Return nothing but the lines from the line containing "Outline every instance" through the last line of the records, reproduced exactly.

= Given data =

►

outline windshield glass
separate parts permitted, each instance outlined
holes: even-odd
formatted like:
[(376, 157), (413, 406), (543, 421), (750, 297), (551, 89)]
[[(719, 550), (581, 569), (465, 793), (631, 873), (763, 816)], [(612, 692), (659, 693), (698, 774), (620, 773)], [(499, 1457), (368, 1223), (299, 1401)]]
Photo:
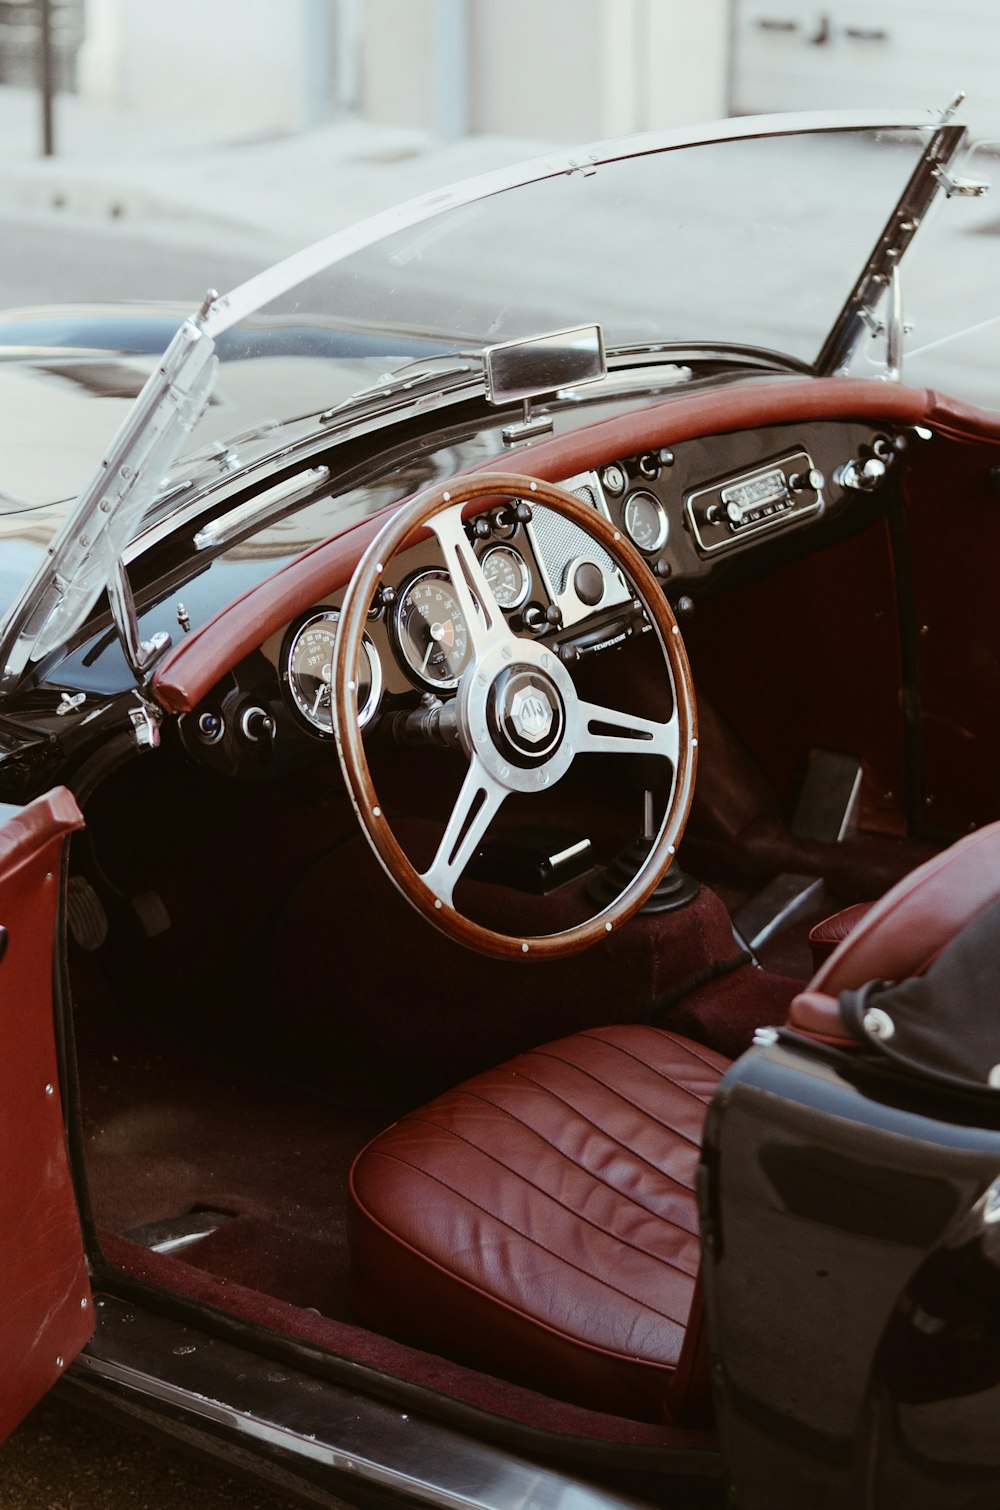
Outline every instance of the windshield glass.
[[(303, 263), (290, 259), (213, 310), (206, 328), (224, 332), (228, 369), (220, 392), (238, 394), (241, 408), (252, 402), (253, 369), (267, 362), (268, 413), (318, 411), (421, 353), (476, 357), (494, 342), (594, 323), (610, 352), (745, 344), (809, 364), (929, 131), (751, 136), (597, 164), (581, 156), (573, 170), (371, 241), (332, 237), (314, 249), (326, 255), (314, 257), (325, 265), (312, 276), (299, 281)], [(220, 418), (206, 421), (214, 430)]]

◄

= Solution =
Outline every instance of the windshield glass.
[[(303, 263), (290, 259), (213, 310), (206, 328), (224, 332), (228, 369), (220, 392), (238, 394), (241, 408), (252, 402), (253, 369), (267, 362), (268, 413), (318, 411), (421, 353), (476, 357), (494, 342), (594, 323), (610, 352), (745, 344), (809, 364), (929, 131), (751, 136), (597, 164), (581, 156), (573, 170), (371, 241), (332, 237), (314, 249), (326, 255), (314, 257), (325, 265), (312, 276), (299, 281)], [(220, 418), (206, 421), (214, 430)]]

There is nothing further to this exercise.